Output everything from the line containing "For every instance of the blurred" down to the line containing "pixel 420 187", both included, as a JSON list of strings with one string per line and blank lines left out.

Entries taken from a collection
* BEGIN *

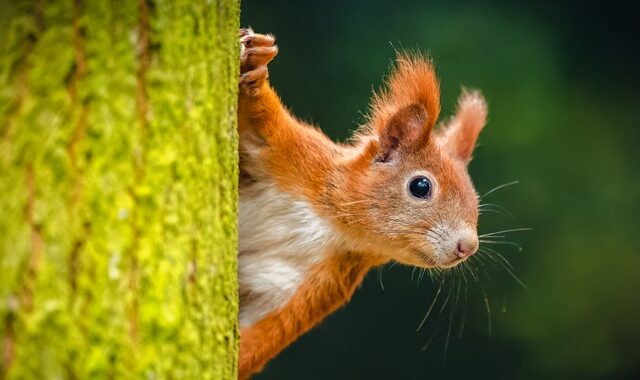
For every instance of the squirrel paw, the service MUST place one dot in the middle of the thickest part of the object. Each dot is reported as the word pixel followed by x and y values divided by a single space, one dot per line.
pixel 256 51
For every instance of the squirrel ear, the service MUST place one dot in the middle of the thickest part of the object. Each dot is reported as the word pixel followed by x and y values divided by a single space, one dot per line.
pixel 461 132
pixel 407 127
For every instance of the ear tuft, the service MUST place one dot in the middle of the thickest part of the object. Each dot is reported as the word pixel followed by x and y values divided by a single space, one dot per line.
pixel 461 132
pixel 412 81
pixel 407 128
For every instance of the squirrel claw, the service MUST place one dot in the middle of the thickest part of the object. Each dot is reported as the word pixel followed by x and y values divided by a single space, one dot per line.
pixel 257 50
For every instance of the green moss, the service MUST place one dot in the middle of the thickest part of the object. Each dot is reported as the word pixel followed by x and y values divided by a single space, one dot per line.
pixel 118 224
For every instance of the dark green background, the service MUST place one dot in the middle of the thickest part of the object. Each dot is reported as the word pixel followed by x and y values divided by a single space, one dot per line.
pixel 562 84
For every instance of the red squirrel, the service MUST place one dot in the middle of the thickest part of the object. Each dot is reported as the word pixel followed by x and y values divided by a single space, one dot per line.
pixel 315 216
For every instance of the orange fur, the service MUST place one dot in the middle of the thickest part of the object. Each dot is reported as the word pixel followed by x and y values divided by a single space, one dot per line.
pixel 359 188
pixel 329 286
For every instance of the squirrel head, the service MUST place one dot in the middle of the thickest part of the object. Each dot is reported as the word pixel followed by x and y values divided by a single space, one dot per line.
pixel 409 193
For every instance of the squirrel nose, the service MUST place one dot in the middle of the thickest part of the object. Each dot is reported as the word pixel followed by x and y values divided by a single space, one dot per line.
pixel 467 246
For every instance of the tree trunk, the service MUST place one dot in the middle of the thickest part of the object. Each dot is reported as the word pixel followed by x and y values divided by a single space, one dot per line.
pixel 118 189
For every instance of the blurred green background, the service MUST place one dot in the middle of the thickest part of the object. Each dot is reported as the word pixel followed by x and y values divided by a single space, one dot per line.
pixel 562 84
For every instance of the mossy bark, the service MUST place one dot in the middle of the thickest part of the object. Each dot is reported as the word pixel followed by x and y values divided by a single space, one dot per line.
pixel 118 189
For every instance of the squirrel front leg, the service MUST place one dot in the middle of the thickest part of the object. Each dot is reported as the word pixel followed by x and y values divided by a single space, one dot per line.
pixel 329 285
pixel 273 143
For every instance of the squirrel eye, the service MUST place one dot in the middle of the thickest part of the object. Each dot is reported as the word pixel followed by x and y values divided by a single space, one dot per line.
pixel 420 187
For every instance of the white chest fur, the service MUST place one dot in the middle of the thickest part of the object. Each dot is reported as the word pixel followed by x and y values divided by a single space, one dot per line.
pixel 280 239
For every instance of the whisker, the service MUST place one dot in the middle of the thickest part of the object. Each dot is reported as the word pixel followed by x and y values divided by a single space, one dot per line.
pixel 500 187
pixel 506 231
pixel 435 298
pixel 502 243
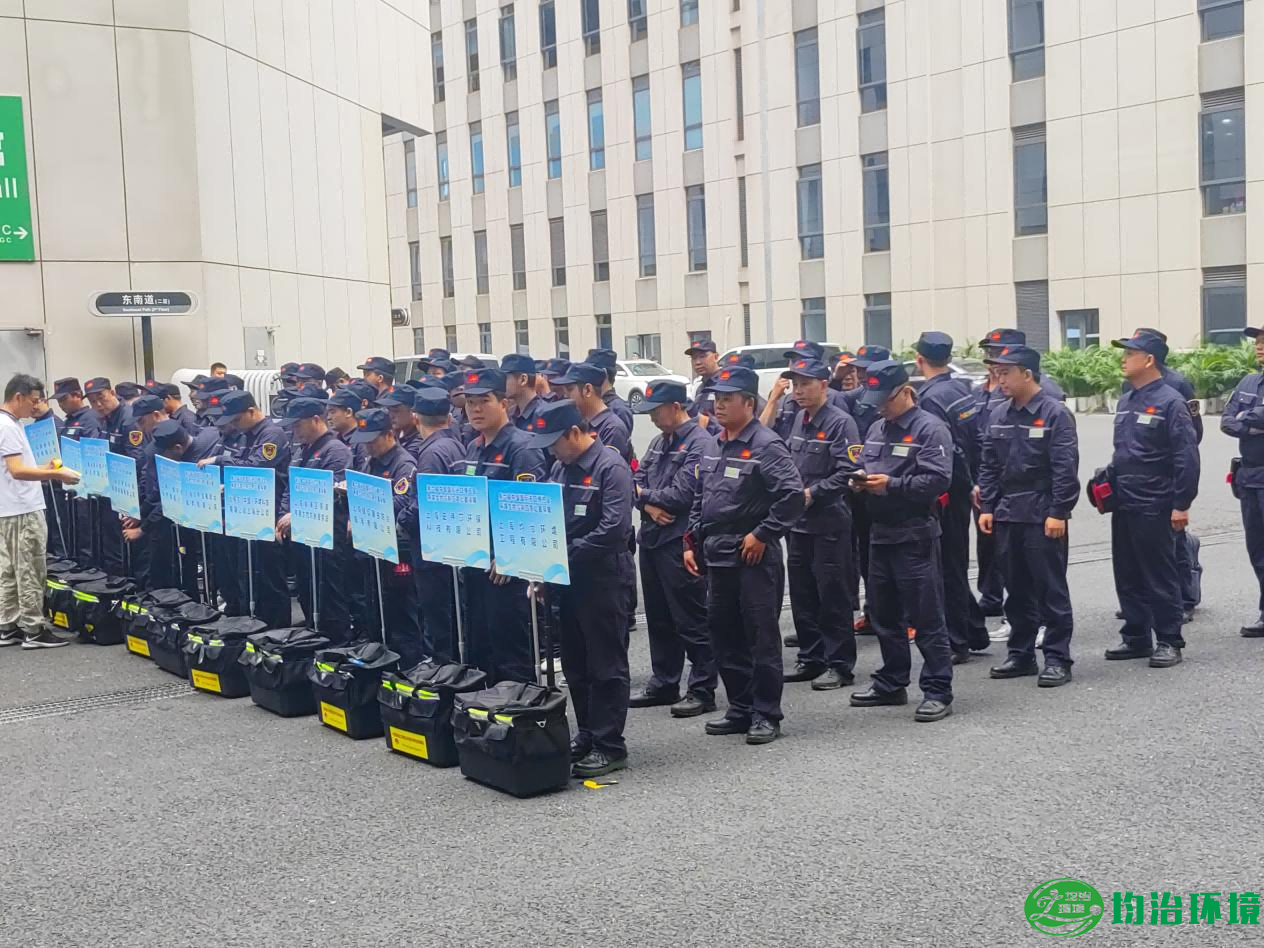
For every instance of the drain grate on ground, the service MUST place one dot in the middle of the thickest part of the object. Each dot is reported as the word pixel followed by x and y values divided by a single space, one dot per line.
pixel 96 702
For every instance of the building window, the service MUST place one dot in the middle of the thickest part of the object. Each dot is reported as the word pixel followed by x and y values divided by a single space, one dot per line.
pixel 445 258
pixel 1080 329
pixel 1030 182
pixel 513 144
pixel 812 221
pixel 436 62
pixel 477 157
pixel 415 267
pixel 1027 38
pixel 508 44
pixel 812 321
pixel 1224 305
pixel 553 138
pixel 547 34
pixel 1224 153
pixel 604 333
pixel 877 205
pixel 410 170
pixel 877 319
pixel 561 336
pixel 445 188
pixel 871 60
pixel 595 130
pixel 472 53
pixel 518 255
pixel 1220 19
pixel 637 20
pixel 590 24
pixel 646 245
pixel 807 76
pixel 693 104
pixel 695 223
pixel 641 118
pixel 558 250
pixel 480 277
pixel 601 248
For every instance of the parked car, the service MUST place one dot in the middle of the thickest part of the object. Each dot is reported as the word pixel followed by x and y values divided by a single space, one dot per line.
pixel 633 374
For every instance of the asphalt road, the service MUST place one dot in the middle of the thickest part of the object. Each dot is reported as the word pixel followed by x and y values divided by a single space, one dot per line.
pixel 194 820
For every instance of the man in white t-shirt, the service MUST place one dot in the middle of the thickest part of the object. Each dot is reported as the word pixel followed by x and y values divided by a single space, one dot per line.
pixel 23 530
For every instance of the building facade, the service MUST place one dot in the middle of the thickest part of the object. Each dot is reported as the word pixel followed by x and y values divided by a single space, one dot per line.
pixel 638 172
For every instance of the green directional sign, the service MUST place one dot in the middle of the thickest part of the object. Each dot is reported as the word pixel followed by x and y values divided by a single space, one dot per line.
pixel 17 242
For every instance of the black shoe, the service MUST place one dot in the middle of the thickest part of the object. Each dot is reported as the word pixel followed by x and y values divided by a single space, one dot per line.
pixel 692 705
pixel 728 726
pixel 595 765
pixel 1015 668
pixel 1053 675
pixel 1124 651
pixel 832 679
pixel 803 673
pixel 762 731
pixel 651 699
pixel 930 711
pixel 872 698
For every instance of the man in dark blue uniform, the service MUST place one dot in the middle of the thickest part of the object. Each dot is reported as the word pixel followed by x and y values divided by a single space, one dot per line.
pixel 824 445
pixel 1029 483
pixel 908 464
pixel 1154 474
pixel 316 448
pixel 675 601
pixel 498 630
pixel 597 499
pixel 957 407
pixel 750 496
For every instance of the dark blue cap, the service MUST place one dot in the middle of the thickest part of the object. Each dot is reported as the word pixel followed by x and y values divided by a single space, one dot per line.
pixel 934 345
pixel 300 408
pixel 369 424
pixel 516 363
pixel 807 368
pixel 884 378
pixel 657 393
pixel 736 379
pixel 554 421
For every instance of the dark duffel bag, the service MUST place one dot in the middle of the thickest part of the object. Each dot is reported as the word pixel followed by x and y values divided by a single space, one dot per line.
pixel 345 684
pixel 212 654
pixel 417 709
pixel 513 737
pixel 166 632
pixel 96 609
pixel 276 665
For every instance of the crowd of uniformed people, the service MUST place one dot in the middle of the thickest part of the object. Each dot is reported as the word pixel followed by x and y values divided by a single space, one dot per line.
pixel 862 477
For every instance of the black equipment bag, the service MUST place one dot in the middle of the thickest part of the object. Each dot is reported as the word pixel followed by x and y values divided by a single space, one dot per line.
pixel 345 684
pixel 417 709
pixel 276 666
pixel 166 633
pixel 212 650
pixel 513 737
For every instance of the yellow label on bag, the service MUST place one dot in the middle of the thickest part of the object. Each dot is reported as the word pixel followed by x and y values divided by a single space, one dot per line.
pixel 407 742
pixel 333 716
pixel 206 680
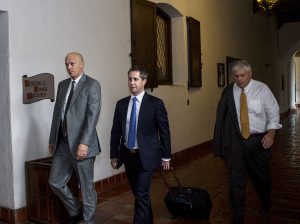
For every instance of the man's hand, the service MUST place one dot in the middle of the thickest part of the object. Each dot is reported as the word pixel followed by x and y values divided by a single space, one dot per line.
pixel 268 139
pixel 51 149
pixel 113 163
pixel 82 151
pixel 165 165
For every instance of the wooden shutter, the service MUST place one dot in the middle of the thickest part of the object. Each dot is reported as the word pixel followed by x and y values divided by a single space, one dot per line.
pixel 194 51
pixel 143 38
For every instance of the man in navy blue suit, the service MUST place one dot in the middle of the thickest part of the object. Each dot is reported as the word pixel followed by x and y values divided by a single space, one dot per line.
pixel 146 147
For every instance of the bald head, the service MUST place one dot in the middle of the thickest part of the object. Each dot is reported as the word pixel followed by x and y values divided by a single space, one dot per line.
pixel 74 64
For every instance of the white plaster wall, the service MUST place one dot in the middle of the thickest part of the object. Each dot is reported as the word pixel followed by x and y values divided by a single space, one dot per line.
pixel 6 180
pixel 289 34
pixel 4 5
pixel 42 32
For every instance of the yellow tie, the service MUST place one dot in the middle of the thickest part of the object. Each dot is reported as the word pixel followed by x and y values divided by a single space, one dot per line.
pixel 244 119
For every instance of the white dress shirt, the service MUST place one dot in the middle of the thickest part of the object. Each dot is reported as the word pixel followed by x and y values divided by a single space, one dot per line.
pixel 263 109
pixel 138 106
pixel 67 95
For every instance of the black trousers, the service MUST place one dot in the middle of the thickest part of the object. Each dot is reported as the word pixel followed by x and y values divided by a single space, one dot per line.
pixel 248 157
pixel 140 183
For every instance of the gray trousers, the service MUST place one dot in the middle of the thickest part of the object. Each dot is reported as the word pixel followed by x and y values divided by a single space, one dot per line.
pixel 63 165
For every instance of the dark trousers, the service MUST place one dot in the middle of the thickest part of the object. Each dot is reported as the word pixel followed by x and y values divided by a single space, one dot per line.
pixel 248 157
pixel 63 165
pixel 140 183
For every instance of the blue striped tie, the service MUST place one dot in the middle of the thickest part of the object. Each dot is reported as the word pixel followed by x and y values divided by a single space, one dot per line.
pixel 132 125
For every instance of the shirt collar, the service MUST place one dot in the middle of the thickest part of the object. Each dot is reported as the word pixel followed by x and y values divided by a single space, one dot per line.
pixel 77 80
pixel 246 88
pixel 139 97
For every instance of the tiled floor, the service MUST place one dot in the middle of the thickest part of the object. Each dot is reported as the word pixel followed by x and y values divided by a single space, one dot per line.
pixel 208 172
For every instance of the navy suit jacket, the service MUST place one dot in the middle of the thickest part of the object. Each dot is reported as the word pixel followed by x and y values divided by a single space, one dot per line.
pixel 153 134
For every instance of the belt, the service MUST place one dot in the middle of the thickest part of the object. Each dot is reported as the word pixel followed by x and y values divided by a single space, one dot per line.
pixel 257 135
pixel 133 151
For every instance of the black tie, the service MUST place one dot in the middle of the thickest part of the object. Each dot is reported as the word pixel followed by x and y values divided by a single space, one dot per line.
pixel 64 128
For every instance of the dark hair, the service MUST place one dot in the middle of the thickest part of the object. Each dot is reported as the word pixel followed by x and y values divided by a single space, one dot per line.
pixel 140 69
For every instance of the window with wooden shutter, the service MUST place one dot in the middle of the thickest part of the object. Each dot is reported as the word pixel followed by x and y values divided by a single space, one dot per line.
pixel 143 38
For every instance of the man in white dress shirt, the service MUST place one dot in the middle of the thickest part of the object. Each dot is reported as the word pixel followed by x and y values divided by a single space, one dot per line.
pixel 246 149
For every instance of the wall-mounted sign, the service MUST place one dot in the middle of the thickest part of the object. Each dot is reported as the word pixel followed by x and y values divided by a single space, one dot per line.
pixel 38 87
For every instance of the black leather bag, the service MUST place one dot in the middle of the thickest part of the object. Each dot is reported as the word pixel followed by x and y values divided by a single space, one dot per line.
pixel 188 202
pixel 119 161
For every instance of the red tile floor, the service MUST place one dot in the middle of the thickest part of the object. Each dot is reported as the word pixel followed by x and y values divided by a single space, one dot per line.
pixel 208 172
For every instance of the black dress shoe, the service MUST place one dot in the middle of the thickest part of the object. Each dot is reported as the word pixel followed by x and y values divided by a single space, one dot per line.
pixel 237 219
pixel 75 219
pixel 264 209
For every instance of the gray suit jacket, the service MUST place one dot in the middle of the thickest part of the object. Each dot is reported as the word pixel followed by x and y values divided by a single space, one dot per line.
pixel 82 116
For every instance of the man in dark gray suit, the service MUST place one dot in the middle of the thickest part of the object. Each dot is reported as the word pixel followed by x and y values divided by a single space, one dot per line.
pixel 143 146
pixel 73 139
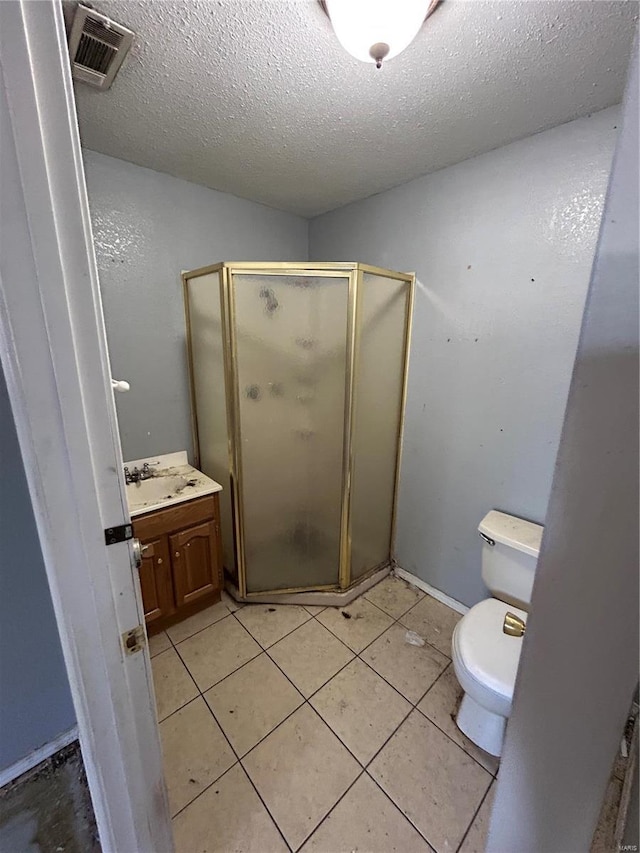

* END *

## SOLUTION TO THIS EXERCISE
[
  "For every instance of the blurred green background, the service MUST place one dot in the middle of the thickest part of the object. Each dot is reported as the word pixel followed by x and y values divided by a single space, one dot per line.",
  "pixel 562 84",
  "For every instance of the mossy bark, the service MUST place one dot in the middle of the thickest part of the object. Each dot is reported as the word pixel followed by x and y values divided by a single space, one dot per line.",
  "pixel 118 189",
  "For every instance of the squirrel front leg, the service MUST place one dot in the middle of the thickest part of the object. Each dot is reported as the word pixel followed by x and y values divided by a single space, one dot per line.",
  "pixel 329 285",
  "pixel 273 143",
  "For every instance of the squirrel eye, the service MUST place one dot in the middle of the thickest part of the object. Each dot is reported as the word pixel followed by x and y values divided by a single space, one dot per line.",
  "pixel 420 187"
]